◆ **The problem**
Every line below that holds the word "shown" counts once; please tally them and give only the total.

━━━ Data records

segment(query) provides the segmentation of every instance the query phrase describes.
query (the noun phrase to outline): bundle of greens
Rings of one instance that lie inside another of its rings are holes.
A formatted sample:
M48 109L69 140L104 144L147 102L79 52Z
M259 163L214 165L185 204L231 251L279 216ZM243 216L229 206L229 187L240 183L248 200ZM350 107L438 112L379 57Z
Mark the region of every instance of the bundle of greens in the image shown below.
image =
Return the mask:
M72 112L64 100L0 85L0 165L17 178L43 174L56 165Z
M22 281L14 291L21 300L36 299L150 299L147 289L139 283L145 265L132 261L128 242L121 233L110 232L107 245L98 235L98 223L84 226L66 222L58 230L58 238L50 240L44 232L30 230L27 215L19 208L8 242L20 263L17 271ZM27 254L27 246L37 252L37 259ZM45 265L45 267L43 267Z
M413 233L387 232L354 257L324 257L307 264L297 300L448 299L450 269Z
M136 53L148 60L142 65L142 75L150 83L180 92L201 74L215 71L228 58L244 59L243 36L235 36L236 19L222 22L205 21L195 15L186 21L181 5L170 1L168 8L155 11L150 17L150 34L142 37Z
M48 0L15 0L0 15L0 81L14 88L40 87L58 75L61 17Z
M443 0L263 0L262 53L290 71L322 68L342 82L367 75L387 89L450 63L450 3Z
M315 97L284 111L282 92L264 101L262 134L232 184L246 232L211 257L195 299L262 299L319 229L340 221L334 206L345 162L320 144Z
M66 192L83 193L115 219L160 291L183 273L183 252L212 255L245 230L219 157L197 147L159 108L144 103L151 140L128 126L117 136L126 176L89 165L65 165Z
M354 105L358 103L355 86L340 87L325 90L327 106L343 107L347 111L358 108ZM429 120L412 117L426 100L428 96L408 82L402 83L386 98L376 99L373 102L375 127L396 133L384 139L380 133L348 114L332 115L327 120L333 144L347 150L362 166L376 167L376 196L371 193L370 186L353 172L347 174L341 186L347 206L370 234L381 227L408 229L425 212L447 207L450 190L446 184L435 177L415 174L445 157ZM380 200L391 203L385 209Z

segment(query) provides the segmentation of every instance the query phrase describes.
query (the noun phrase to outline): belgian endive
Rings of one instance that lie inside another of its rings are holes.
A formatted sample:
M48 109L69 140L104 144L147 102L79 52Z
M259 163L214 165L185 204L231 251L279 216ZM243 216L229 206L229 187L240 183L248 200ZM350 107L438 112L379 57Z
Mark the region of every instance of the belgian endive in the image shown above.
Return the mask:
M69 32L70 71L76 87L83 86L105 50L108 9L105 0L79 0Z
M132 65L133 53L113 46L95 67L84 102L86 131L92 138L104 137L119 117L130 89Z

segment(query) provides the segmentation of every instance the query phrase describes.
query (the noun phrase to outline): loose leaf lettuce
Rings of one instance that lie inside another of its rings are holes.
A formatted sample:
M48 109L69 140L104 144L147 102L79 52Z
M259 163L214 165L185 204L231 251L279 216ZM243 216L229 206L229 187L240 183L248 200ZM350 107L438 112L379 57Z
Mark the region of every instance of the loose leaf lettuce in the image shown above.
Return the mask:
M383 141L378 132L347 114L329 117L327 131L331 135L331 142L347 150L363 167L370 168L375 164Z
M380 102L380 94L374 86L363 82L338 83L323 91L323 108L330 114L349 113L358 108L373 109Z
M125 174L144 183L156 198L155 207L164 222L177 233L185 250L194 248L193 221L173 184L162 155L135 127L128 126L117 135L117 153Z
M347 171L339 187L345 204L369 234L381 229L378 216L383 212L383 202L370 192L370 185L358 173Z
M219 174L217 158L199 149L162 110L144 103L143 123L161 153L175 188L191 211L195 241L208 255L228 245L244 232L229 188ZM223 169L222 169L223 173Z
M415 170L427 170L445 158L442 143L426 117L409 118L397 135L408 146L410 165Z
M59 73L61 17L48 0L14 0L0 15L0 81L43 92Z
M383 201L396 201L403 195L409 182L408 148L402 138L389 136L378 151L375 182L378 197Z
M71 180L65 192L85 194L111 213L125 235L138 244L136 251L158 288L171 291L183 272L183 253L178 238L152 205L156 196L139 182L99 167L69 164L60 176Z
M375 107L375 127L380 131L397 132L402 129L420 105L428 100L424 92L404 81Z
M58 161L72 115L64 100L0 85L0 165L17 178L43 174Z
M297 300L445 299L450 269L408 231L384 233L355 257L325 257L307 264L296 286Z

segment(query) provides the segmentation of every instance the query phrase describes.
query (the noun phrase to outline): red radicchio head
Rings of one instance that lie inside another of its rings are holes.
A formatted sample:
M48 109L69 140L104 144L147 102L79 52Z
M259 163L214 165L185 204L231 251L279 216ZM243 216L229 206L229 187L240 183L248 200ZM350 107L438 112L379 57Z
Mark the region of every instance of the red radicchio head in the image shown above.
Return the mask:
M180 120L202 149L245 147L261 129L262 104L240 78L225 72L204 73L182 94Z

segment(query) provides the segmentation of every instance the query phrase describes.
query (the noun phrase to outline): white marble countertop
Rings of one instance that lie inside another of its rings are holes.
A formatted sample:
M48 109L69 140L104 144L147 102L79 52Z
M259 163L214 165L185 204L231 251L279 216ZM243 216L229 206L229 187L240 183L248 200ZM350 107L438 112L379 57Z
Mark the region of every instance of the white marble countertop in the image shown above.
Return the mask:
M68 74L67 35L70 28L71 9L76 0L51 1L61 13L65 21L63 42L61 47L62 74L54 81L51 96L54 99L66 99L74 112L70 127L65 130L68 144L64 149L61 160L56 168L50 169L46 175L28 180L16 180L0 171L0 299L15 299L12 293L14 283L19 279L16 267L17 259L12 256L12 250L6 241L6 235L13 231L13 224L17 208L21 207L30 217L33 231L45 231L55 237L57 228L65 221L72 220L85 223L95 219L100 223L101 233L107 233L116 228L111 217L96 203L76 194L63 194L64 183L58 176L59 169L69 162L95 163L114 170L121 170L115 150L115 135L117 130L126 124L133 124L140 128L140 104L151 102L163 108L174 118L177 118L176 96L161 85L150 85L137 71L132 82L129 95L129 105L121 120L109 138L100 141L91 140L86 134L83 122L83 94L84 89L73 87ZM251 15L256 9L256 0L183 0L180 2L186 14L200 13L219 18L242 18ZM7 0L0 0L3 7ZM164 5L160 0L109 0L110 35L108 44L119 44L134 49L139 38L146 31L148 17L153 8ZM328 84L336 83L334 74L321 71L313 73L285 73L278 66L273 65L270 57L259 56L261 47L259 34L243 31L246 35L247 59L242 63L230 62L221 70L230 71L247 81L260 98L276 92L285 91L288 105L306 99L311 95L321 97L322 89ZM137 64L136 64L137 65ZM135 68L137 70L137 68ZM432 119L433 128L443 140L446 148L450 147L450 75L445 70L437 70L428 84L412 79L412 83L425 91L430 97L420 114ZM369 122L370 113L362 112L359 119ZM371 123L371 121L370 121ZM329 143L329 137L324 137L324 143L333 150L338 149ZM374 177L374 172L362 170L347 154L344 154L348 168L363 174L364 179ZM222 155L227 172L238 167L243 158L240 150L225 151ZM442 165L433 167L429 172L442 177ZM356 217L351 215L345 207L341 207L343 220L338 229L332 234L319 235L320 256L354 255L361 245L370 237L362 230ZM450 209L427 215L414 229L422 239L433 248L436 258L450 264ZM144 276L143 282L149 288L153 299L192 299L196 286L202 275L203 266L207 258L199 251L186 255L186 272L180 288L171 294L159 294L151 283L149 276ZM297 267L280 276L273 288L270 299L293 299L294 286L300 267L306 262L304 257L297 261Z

━━━━━━

◆ **Exercise solution**
5